• _Task details_
Decide whether each statement below agrees with the text on bone and breast cancer in dogs, answering yes or no and quoting the words of the text that decide it. 1. Fine-needle aspiration is the first step in diagnosing bone cancer in dogs. 2. More than half of mammary tumors in dogs are malignant. 3. Dogs spayed before their first heat have a breast cancer risk of 8 – 26%.

• _Study text_
Diagnosis and Treatment of Bone Cancer in Dogs

Dogs affected by osteosarcoma will usually have lameness of one limb, followed by swelling and the dog’s inability to run or even walk. The first step in diagnosing bone cancer in dogs is taking X-rays of the region suspected to be affected by cancer. If a dog has bone cancer, the affected bone will look moth-eaten on the X-ray, because the osteosarcoma is destroying the bone tissue.

Further diagnostics could be done by fine-needle aspiration. The treatment will be based on how much cancer has spread. If it is still localized, amputation is the only surgical option and provides a good prognosis. If the cancer has spread, amputation and radiation therapy are required.

Breast Cancer in Dogs

Breast cancer is a result of a fast replication of the cells in breast tissue. These mammary tumors can be diagnosed as benign or malignant. In dogs, more than half of these tumors are malignant. The cause of breast cancer, among other things, is believed to be the hormone progesterone, which stimulates breast cells to replicate.

Dogs that are spayed have a lot lower chance of getting breast cancer. Dogs spayed before their first heat have a risk of only 0.5%, while after their first or second heat, the risk goes up to 8 – 26%. Some breeds like Yorkshire Terriers, English Setters, Boxers, Cocker Spaniels, Dachshunds, Poodles, Brittany Spaniels, and Chihuahuas have a higher risk of having breast cancer.4Stoewen, D., Pinard, C. Malignant Mammary Tumors in Dogs. VCA Hospitals. Retrieved 14 April 2021.

• _Extracted material_
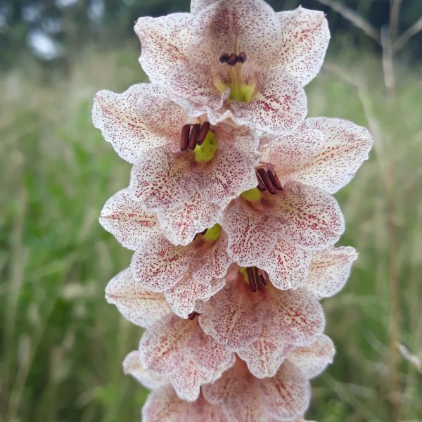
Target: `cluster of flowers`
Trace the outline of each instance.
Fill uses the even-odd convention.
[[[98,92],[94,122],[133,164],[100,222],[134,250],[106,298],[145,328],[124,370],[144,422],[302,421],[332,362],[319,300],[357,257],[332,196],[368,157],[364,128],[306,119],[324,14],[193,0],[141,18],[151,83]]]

...

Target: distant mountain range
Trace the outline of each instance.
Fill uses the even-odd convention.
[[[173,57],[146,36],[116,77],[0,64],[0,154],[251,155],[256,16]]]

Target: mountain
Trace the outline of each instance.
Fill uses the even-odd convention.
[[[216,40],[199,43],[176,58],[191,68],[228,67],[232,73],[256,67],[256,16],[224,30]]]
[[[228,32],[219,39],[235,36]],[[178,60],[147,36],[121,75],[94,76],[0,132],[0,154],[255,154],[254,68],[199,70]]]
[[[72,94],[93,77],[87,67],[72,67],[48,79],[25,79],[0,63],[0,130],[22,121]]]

• _Answer to this problem_
1. No: "The first step in diagnosing bone cancer in dogs is taking X-rays of the region suspected to be affected by cancer."
2. Yes: "In dogs, more than half of these tumors are malignant."
3. No: "Dogs spayed before their first heat have a risk of only 0.5%"